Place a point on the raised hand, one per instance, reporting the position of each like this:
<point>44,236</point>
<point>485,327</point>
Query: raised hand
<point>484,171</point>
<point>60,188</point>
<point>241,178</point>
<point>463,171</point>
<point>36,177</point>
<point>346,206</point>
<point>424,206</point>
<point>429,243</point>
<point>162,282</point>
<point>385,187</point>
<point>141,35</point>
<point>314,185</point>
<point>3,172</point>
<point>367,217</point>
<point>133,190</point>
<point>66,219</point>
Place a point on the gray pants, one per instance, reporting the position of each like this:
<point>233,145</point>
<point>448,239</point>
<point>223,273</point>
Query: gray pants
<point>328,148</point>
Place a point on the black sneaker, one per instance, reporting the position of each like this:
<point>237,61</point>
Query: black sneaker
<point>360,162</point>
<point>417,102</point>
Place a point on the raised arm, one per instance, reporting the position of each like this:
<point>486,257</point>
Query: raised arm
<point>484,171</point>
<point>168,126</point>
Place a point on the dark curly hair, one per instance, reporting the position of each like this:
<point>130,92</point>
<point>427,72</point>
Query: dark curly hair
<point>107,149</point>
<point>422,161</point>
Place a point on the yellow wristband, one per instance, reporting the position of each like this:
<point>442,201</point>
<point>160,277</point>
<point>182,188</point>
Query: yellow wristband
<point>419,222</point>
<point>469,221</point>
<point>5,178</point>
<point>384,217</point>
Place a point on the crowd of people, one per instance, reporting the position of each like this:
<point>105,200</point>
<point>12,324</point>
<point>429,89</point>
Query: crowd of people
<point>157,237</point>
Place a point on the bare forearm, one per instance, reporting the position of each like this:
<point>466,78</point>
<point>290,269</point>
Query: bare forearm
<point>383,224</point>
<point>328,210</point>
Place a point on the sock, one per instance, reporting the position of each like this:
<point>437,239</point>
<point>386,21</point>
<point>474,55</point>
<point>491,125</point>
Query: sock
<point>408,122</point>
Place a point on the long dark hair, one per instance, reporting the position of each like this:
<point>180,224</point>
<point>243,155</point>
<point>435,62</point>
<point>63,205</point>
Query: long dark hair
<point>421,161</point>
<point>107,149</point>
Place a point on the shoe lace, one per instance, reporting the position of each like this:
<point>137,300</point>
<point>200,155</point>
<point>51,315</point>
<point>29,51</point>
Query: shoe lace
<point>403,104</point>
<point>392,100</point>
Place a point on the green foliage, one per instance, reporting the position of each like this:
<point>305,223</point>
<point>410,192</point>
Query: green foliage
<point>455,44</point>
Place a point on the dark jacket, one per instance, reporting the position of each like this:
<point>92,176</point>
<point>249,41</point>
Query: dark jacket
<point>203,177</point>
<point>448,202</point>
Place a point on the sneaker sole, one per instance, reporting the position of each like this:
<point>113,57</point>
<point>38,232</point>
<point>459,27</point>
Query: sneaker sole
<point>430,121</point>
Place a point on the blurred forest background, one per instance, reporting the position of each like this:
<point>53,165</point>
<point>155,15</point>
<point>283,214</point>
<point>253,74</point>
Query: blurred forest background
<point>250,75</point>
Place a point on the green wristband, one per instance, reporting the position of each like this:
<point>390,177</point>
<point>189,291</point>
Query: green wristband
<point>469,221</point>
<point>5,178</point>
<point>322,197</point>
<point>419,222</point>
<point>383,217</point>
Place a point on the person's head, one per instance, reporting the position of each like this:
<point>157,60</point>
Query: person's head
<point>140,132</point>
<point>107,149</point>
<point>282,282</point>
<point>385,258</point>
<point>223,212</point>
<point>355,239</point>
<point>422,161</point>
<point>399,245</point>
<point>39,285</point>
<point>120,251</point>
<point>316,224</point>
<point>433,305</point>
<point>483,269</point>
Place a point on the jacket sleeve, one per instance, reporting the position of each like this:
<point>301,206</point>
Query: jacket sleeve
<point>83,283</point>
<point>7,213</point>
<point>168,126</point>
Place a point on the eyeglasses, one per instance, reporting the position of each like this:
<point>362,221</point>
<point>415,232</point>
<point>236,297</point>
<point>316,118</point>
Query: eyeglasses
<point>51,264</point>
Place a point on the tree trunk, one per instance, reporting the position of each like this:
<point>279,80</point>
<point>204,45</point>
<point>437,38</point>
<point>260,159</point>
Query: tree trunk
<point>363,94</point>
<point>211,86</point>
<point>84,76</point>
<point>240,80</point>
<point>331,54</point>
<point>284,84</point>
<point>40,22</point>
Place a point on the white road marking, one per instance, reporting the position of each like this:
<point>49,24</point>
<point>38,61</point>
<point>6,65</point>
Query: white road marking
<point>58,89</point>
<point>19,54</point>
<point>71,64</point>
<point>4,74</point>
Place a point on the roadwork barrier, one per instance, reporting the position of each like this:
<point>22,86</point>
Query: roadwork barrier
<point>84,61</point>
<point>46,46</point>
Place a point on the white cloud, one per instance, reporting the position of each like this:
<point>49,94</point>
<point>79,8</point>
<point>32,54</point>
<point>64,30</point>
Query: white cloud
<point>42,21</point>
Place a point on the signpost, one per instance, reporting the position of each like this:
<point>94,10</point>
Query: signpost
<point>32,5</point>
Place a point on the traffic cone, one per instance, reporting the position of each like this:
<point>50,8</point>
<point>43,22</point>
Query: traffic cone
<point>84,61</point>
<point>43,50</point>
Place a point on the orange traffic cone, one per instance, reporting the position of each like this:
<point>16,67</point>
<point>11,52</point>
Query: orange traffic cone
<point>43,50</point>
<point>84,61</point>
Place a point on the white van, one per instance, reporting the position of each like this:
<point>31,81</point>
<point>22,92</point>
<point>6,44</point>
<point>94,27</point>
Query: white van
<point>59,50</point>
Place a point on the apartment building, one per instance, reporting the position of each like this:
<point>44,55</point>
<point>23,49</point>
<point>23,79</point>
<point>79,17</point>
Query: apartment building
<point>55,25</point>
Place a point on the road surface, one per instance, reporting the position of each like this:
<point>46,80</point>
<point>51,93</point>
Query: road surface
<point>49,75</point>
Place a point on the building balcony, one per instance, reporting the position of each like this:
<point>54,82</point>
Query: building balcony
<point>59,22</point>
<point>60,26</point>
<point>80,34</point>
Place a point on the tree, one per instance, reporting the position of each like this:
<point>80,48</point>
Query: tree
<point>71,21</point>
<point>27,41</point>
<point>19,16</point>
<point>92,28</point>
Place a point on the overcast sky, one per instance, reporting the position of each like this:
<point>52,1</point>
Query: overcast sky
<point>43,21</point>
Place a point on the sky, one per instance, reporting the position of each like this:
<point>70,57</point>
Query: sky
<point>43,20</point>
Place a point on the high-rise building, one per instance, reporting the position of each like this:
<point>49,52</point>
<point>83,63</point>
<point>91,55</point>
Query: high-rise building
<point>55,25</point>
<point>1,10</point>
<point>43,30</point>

== == ==

Every line above from the line with "<point>113,57</point>" to the line with "<point>260,159</point>", both included, must be reproduced exactly, and no other line may appear.

_Task response_
<point>113,57</point>
<point>38,232</point>
<point>459,27</point>
Query: sneaker sole
<point>430,121</point>
Place a point on the blurred forest background, one per instance, reporting the position of each like this:
<point>53,165</point>
<point>155,15</point>
<point>283,214</point>
<point>253,74</point>
Query: blurred forest background
<point>250,75</point>
Place a point on the green wristband, one per instance, reporting the position of each like this:
<point>390,177</point>
<point>189,291</point>
Query: green wristband
<point>469,221</point>
<point>5,178</point>
<point>322,197</point>
<point>419,222</point>
<point>383,217</point>
Place a point on the person's head, one per instance, reporting the position of each like this:
<point>157,60</point>
Query: person's head
<point>140,132</point>
<point>107,149</point>
<point>282,282</point>
<point>385,258</point>
<point>223,212</point>
<point>355,239</point>
<point>422,161</point>
<point>399,245</point>
<point>39,285</point>
<point>120,251</point>
<point>316,224</point>
<point>433,305</point>
<point>483,269</point>
Place a point on the jacket sleeve, one per instance, reporting the position of each like this:
<point>301,206</point>
Query: jacket sleeve
<point>83,283</point>
<point>7,213</point>
<point>168,126</point>
Place a point on the eyeglasses, one per instance, reporting the position of each like this:
<point>362,221</point>
<point>415,232</point>
<point>236,297</point>
<point>316,118</point>
Query: eyeglasses
<point>51,264</point>
Place a point on the tree trunk, one per instance, reporting the position of each like this:
<point>279,80</point>
<point>204,45</point>
<point>437,38</point>
<point>260,159</point>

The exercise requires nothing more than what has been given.